- Your objective
Please return each line of the data below that contains the string "light".

>> Begin

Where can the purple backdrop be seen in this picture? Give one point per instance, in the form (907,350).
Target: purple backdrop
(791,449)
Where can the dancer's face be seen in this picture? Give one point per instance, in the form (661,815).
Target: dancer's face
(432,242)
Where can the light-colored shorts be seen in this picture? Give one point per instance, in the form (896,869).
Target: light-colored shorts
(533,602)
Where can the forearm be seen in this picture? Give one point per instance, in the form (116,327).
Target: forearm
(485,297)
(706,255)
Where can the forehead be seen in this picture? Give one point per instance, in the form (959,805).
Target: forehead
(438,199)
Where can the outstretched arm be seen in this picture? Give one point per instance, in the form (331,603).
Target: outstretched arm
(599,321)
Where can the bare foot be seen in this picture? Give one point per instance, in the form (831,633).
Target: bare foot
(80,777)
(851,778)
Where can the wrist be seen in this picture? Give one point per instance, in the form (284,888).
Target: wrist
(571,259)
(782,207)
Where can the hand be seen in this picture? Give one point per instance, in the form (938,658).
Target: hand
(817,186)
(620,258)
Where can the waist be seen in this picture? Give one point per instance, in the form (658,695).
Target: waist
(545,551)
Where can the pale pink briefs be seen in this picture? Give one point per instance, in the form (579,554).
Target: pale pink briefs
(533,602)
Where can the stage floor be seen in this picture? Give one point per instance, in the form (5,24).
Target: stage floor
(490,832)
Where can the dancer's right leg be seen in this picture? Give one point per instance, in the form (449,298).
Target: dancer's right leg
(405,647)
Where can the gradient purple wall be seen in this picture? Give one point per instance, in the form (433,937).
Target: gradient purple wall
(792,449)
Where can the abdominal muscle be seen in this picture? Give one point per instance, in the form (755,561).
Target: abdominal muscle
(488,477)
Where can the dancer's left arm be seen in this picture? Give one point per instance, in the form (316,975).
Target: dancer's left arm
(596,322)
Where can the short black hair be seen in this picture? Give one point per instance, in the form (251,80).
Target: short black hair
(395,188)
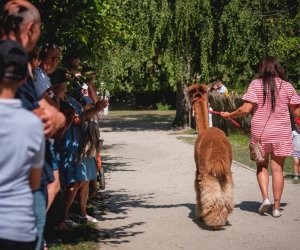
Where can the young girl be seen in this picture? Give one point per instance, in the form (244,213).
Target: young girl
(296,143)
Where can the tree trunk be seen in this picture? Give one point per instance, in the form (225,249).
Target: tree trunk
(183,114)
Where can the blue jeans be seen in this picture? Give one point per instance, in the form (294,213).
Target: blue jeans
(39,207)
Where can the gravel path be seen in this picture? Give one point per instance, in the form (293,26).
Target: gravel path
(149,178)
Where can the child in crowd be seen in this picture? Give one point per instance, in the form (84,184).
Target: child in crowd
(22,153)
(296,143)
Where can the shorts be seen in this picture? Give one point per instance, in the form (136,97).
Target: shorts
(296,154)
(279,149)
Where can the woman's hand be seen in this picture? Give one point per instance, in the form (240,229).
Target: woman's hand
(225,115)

>> End
>> Begin

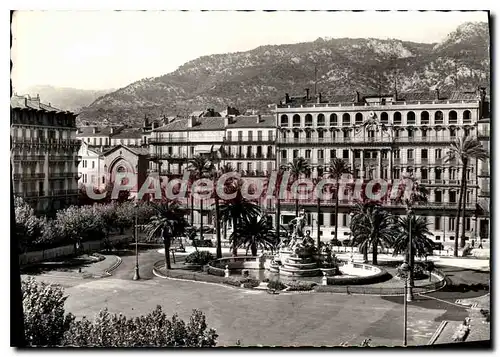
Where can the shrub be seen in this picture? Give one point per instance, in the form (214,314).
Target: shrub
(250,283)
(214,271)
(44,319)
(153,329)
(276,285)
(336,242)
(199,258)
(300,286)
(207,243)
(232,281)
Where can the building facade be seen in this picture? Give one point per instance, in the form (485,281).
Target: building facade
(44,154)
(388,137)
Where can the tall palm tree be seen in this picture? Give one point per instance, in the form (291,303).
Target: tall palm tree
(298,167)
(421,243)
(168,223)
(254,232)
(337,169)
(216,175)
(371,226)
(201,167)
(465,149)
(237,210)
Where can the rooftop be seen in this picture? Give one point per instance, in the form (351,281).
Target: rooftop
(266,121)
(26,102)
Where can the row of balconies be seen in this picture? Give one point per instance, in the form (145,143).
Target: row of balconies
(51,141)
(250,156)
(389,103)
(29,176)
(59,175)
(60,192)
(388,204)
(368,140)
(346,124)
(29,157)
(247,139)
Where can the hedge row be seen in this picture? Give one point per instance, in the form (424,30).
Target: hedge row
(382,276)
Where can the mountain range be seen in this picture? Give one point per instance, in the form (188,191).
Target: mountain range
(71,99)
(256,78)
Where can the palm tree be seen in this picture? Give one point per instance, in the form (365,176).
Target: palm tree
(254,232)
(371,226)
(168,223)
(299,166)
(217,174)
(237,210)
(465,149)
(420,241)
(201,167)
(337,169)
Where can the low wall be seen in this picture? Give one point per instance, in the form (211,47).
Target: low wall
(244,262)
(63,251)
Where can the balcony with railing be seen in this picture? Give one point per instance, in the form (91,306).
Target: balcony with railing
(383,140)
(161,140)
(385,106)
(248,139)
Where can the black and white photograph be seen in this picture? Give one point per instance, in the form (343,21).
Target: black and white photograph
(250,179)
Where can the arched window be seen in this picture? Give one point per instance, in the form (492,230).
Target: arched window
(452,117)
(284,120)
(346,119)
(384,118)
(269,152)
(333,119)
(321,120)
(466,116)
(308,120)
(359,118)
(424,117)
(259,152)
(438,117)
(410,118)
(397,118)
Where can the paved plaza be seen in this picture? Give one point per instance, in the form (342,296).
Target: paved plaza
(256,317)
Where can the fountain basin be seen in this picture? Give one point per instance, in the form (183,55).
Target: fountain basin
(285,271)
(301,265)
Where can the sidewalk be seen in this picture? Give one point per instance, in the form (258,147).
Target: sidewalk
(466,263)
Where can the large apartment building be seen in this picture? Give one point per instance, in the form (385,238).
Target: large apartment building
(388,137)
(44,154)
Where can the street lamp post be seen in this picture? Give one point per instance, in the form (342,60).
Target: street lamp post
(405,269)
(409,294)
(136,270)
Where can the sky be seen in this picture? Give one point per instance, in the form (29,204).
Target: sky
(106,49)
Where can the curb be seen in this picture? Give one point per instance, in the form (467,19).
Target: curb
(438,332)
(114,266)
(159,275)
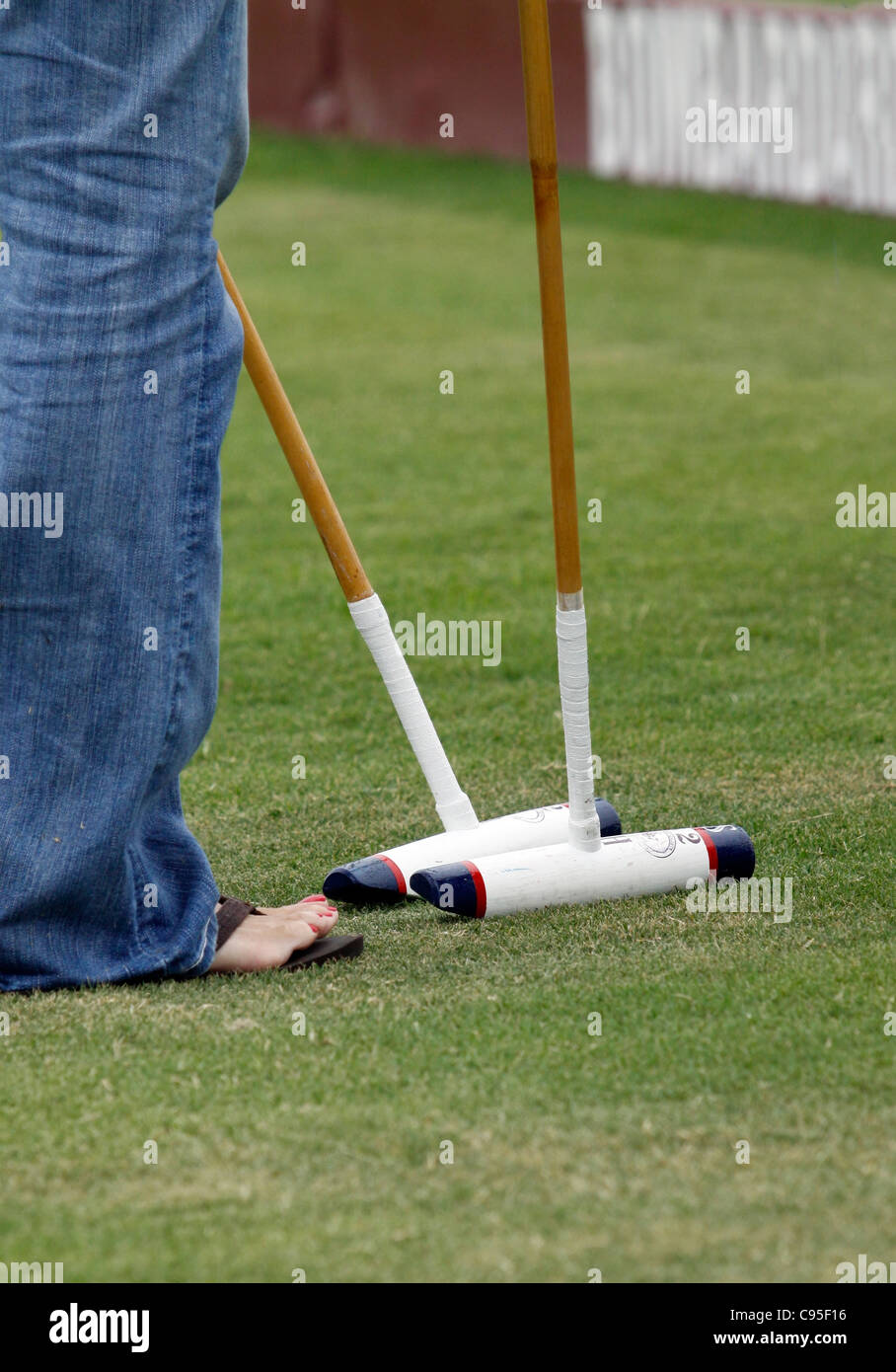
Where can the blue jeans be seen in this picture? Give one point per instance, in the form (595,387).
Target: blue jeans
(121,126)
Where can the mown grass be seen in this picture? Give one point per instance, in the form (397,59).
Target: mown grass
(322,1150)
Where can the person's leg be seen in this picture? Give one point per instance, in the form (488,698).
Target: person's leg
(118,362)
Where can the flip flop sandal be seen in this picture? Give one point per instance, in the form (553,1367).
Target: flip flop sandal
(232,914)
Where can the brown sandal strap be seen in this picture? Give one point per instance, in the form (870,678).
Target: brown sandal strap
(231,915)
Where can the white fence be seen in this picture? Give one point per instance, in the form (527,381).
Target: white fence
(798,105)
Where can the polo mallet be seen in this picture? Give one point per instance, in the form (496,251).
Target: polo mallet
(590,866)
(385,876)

>> End
>> Begin

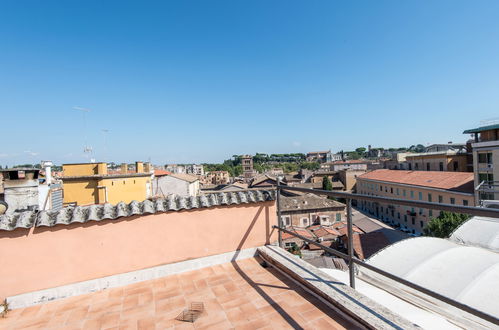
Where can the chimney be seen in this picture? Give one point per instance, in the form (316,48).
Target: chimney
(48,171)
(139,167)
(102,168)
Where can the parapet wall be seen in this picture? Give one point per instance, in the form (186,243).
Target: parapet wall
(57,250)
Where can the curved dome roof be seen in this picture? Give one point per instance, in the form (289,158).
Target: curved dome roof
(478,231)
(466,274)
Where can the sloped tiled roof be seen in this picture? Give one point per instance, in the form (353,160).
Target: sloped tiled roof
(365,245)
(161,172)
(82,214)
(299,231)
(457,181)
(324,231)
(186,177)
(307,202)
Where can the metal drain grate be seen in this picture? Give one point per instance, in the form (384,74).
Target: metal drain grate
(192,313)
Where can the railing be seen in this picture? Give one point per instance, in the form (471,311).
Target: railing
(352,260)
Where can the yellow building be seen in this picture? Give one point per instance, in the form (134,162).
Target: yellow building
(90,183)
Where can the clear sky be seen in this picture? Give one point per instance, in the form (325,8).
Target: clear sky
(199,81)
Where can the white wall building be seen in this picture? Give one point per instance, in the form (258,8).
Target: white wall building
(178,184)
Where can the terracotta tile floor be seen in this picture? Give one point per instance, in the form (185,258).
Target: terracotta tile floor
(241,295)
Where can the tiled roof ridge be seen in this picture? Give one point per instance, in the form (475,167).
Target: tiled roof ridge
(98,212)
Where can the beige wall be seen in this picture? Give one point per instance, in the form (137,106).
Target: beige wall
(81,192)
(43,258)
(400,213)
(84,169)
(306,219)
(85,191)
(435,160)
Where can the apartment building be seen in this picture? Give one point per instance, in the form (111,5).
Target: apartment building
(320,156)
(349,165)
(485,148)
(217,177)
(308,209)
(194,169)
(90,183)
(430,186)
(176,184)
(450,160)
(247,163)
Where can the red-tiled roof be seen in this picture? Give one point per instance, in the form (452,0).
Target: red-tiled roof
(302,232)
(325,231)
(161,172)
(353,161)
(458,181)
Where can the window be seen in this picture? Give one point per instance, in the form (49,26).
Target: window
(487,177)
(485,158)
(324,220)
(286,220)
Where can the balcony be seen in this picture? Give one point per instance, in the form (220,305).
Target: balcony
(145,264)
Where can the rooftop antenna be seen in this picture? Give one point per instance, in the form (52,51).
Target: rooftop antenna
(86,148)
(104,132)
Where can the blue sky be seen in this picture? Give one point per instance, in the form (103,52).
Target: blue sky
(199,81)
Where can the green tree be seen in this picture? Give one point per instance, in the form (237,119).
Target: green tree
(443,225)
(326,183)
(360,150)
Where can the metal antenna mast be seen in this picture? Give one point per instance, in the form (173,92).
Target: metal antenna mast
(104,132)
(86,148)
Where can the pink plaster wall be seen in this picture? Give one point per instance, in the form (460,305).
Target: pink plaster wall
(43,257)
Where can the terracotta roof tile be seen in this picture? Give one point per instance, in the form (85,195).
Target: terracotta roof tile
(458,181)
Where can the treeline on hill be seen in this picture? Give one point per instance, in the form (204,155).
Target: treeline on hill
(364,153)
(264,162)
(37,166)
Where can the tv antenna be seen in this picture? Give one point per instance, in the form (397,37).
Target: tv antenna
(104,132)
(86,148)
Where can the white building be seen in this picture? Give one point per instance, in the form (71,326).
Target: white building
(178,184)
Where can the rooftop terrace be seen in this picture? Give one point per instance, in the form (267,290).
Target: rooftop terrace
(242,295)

>> End

- Result of the task
Where can the light-colored shorts be seen in this picture? Give one point per instance, in the form (896,869).
Target: light-colored shorts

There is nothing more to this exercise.